**INSTRUCTIONS FOR THE TASK**.
Copy the listing below line for line, changing nothing.

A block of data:
__________________________________________________
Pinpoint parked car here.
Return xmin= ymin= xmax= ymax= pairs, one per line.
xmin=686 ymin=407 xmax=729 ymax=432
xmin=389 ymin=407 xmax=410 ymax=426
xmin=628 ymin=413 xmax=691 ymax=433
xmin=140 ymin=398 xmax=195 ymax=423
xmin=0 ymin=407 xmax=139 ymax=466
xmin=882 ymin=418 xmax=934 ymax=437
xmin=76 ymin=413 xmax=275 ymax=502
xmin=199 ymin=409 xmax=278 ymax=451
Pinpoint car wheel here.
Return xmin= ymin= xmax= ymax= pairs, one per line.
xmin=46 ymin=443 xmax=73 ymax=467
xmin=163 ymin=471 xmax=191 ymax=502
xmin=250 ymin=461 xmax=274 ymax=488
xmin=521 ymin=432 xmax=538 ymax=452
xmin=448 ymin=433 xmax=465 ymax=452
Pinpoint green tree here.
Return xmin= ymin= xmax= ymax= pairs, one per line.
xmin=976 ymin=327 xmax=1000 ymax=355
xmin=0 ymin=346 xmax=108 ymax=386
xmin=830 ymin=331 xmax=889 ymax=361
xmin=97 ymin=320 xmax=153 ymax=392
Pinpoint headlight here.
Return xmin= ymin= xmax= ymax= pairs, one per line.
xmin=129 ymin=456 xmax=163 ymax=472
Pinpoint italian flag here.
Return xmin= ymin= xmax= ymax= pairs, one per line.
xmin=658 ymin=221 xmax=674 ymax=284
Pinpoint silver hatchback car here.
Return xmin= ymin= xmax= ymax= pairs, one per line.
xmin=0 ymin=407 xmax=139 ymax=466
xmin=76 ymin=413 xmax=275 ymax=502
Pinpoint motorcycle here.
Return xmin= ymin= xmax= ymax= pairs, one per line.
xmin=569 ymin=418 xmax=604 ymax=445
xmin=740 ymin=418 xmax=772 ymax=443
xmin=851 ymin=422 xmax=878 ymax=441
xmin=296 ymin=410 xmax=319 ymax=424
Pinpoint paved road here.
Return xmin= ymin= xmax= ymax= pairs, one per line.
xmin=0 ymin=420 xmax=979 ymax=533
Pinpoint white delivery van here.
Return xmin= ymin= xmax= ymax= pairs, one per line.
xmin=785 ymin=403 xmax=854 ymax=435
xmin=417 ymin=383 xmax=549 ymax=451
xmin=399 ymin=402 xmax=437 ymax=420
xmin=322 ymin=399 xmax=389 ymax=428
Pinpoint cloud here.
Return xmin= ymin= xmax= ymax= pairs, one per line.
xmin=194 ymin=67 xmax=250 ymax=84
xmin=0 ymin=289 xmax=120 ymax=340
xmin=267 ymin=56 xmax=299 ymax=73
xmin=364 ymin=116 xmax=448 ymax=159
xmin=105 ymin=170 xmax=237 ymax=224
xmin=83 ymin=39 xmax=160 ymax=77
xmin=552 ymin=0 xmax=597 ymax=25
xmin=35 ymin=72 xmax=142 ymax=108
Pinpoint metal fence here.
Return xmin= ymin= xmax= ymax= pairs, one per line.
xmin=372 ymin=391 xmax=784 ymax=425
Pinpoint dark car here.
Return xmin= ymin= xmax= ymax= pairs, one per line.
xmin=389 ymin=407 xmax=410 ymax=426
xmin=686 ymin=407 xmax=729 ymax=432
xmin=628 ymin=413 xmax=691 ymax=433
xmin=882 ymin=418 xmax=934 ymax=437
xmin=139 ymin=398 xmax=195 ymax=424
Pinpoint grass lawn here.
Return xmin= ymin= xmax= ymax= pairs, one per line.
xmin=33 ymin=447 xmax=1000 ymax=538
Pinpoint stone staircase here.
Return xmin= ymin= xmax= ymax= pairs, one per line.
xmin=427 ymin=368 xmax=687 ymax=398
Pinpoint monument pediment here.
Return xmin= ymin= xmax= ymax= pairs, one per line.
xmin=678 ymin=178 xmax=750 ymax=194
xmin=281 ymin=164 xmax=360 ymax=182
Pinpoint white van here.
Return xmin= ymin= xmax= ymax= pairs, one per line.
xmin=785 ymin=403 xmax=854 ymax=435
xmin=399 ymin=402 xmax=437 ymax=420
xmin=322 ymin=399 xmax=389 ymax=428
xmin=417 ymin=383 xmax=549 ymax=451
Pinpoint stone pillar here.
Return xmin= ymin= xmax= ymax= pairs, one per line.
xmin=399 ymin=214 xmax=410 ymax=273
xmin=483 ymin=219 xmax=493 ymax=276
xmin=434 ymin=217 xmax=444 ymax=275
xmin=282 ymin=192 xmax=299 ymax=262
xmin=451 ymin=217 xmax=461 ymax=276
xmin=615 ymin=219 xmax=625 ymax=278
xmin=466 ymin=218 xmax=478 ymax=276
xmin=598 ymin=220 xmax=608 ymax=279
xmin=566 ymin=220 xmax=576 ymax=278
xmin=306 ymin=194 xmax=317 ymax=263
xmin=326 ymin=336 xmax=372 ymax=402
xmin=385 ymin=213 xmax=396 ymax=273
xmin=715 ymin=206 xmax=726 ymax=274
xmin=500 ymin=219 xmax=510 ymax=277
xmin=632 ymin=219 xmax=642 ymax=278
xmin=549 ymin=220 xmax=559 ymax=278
__________________________________________________
**RIGHT ANSWER**.
Pinpoint parked car here.
Return xmin= ymin= xmax= ymax= pairs, one per line.
xmin=686 ymin=407 xmax=729 ymax=432
xmin=389 ymin=407 xmax=410 ymax=426
xmin=628 ymin=413 xmax=691 ymax=433
xmin=140 ymin=398 xmax=195 ymax=423
xmin=0 ymin=407 xmax=139 ymax=466
xmin=882 ymin=418 xmax=934 ymax=437
xmin=76 ymin=413 xmax=275 ymax=502
xmin=199 ymin=409 xmax=278 ymax=451
Pinpoint car wheel here.
Return xmin= ymin= xmax= ymax= pairs, one per line.
xmin=46 ymin=443 xmax=73 ymax=467
xmin=163 ymin=471 xmax=191 ymax=502
xmin=250 ymin=461 xmax=274 ymax=488
xmin=521 ymin=432 xmax=538 ymax=452
xmin=448 ymin=433 xmax=465 ymax=452
Pinpoint green tree here.
Return xmin= ymin= xmax= ymax= pairs, one per line.
xmin=976 ymin=327 xmax=1000 ymax=355
xmin=0 ymin=346 xmax=108 ymax=386
xmin=830 ymin=331 xmax=889 ymax=361
xmin=97 ymin=320 xmax=153 ymax=392
Pinpoint headlight here.
Return xmin= ymin= xmax= ymax= pairs, one per line.
xmin=129 ymin=456 xmax=163 ymax=472
Pinpoint italian flag here.
Return xmin= ymin= xmax= ymax= pairs, one per line.
xmin=658 ymin=221 xmax=674 ymax=284
Pinpoint silver hatchback car here.
Return xmin= ymin= xmax= ymax= pairs, one per line.
xmin=0 ymin=407 xmax=139 ymax=466
xmin=76 ymin=413 xmax=275 ymax=502
Pinpoint motorcycle here.
Return xmin= ymin= xmax= ymax= pairs, one per line.
xmin=569 ymin=418 xmax=604 ymax=445
xmin=740 ymin=418 xmax=772 ymax=443
xmin=851 ymin=422 xmax=878 ymax=441
xmin=296 ymin=410 xmax=319 ymax=424
Pinpoint paved road here.
Return xmin= ymin= xmax= ymax= pairs, one per line.
xmin=0 ymin=420 xmax=979 ymax=533
Pinpoint white delivery van here.
Return xmin= ymin= xmax= ymax= pairs, one per line.
xmin=785 ymin=403 xmax=854 ymax=435
xmin=417 ymin=383 xmax=549 ymax=451
xmin=399 ymin=402 xmax=437 ymax=420
xmin=322 ymin=399 xmax=389 ymax=428
Pinpoint cloud here.
Return xmin= ymin= xmax= ymax= pairs, one per line.
xmin=194 ymin=67 xmax=250 ymax=84
xmin=0 ymin=289 xmax=120 ymax=340
xmin=267 ymin=56 xmax=299 ymax=73
xmin=364 ymin=116 xmax=448 ymax=159
xmin=105 ymin=170 xmax=237 ymax=224
xmin=83 ymin=39 xmax=160 ymax=77
xmin=552 ymin=0 xmax=597 ymax=25
xmin=35 ymin=72 xmax=142 ymax=108
Pinpoint metal fence here.
Return xmin= ymin= xmax= ymax= pairs, one per line.
xmin=372 ymin=391 xmax=784 ymax=425
Pinpoint dark car here.
Return xmin= ymin= xmax= ymax= pairs, one per line.
xmin=389 ymin=407 xmax=410 ymax=426
xmin=686 ymin=407 xmax=729 ymax=432
xmin=628 ymin=413 xmax=691 ymax=433
xmin=882 ymin=418 xmax=934 ymax=437
xmin=139 ymin=398 xmax=195 ymax=424
Pinpoint grass lawn here.
Return xmin= ymin= xmax= ymax= pairs, one per line.
xmin=33 ymin=447 xmax=1000 ymax=538
Pinpoint stone staircase here.
Return xmin= ymin= xmax= ymax= pairs, one per line.
xmin=427 ymin=368 xmax=687 ymax=398
Pinpoint monument pediment here.
Return xmin= ymin= xmax= ymax= pairs, one per line.
xmin=678 ymin=178 xmax=750 ymax=194
xmin=281 ymin=164 xmax=360 ymax=182
Pinpoint white van here.
Return xmin= ymin= xmax= ymax= pairs, one per line.
xmin=785 ymin=403 xmax=854 ymax=435
xmin=399 ymin=402 xmax=437 ymax=420
xmin=322 ymin=399 xmax=389 ymax=428
xmin=417 ymin=383 xmax=549 ymax=451
Pinpoint stone pillar here.
Return xmin= ymin= xmax= ymax= pairs, one per line.
xmin=399 ymin=214 xmax=410 ymax=273
xmin=483 ymin=219 xmax=493 ymax=276
xmin=434 ymin=217 xmax=444 ymax=275
xmin=282 ymin=192 xmax=299 ymax=262
xmin=451 ymin=217 xmax=461 ymax=276
xmin=615 ymin=219 xmax=625 ymax=278
xmin=466 ymin=218 xmax=478 ymax=276
xmin=598 ymin=220 xmax=608 ymax=279
xmin=566 ymin=220 xmax=576 ymax=278
xmin=306 ymin=194 xmax=317 ymax=263
xmin=326 ymin=336 xmax=372 ymax=402
xmin=385 ymin=213 xmax=396 ymax=273
xmin=715 ymin=206 xmax=726 ymax=274
xmin=500 ymin=219 xmax=510 ymax=277
xmin=632 ymin=219 xmax=642 ymax=278
xmin=549 ymin=220 xmax=559 ymax=278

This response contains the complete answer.